### What this task involves
In the listing below, convert the lines from the one containing "Mark the gushing" up to and including the one containing "x=331 y=275" into a JSON list of strings, one string per line and no entries for blank lines.

### Given data
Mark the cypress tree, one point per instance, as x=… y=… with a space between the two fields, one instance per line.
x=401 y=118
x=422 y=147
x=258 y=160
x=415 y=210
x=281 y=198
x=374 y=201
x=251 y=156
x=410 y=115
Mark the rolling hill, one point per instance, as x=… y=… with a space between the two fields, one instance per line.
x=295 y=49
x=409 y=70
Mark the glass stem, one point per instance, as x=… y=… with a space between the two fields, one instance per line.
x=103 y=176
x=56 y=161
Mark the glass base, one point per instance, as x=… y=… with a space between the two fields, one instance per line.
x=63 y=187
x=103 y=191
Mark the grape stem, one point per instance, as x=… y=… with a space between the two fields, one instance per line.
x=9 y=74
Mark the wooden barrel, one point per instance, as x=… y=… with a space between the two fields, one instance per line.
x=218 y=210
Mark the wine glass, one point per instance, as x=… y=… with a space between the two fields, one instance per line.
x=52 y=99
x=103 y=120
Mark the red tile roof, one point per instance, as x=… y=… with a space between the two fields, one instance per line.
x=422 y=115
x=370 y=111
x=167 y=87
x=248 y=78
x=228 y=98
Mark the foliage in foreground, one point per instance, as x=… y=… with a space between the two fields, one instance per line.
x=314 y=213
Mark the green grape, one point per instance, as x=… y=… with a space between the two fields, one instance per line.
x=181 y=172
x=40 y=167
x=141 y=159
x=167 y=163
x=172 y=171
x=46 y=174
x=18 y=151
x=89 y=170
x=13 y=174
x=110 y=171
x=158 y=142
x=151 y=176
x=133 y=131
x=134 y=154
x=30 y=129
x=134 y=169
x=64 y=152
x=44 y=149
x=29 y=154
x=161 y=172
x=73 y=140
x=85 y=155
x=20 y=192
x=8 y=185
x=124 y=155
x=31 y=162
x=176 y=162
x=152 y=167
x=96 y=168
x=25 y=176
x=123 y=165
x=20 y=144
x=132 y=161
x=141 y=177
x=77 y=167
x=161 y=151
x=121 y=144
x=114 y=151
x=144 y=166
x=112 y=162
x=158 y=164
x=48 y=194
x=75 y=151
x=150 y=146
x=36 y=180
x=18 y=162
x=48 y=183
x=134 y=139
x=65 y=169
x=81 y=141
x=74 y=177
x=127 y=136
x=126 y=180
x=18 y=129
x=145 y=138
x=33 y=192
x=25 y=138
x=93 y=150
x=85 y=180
...
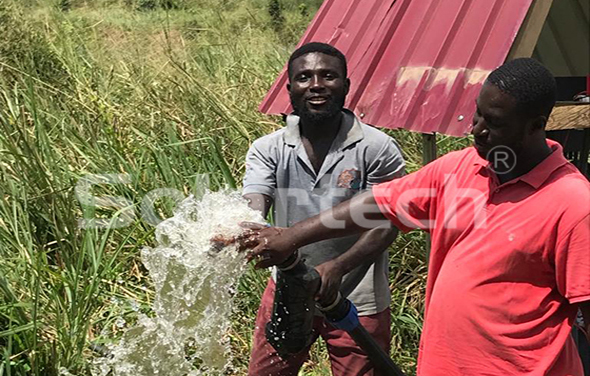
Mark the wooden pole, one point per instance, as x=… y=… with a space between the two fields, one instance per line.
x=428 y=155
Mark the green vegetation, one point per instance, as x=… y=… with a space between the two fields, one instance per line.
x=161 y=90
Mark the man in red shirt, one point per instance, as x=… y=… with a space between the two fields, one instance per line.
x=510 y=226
==
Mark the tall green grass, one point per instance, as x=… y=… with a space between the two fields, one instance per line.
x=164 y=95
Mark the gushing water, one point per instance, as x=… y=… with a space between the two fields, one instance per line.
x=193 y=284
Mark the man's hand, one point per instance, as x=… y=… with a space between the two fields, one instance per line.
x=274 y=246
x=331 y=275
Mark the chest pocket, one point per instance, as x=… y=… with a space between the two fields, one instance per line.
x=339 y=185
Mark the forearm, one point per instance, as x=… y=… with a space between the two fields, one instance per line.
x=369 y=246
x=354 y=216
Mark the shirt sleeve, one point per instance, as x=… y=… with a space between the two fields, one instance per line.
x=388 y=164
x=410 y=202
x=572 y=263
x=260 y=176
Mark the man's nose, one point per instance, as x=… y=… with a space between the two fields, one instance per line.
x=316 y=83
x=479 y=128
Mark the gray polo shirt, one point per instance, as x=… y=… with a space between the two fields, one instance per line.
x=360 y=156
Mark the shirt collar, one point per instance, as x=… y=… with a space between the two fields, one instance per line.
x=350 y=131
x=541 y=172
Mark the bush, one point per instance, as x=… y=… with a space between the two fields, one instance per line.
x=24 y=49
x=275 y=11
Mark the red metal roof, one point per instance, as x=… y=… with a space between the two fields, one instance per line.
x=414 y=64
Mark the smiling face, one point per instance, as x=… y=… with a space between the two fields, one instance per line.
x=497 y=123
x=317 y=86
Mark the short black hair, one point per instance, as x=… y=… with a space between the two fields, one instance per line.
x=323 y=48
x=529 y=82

### Full response
[
  "Mark the gushing water, one point per instance, as x=… y=… with a space between the two fields, one instance per line.",
  "x=193 y=284",
  "Mark the man's hand, one point per instance, as x=… y=… with a space between the two fields, one instance per line.",
  "x=274 y=246",
  "x=331 y=275"
]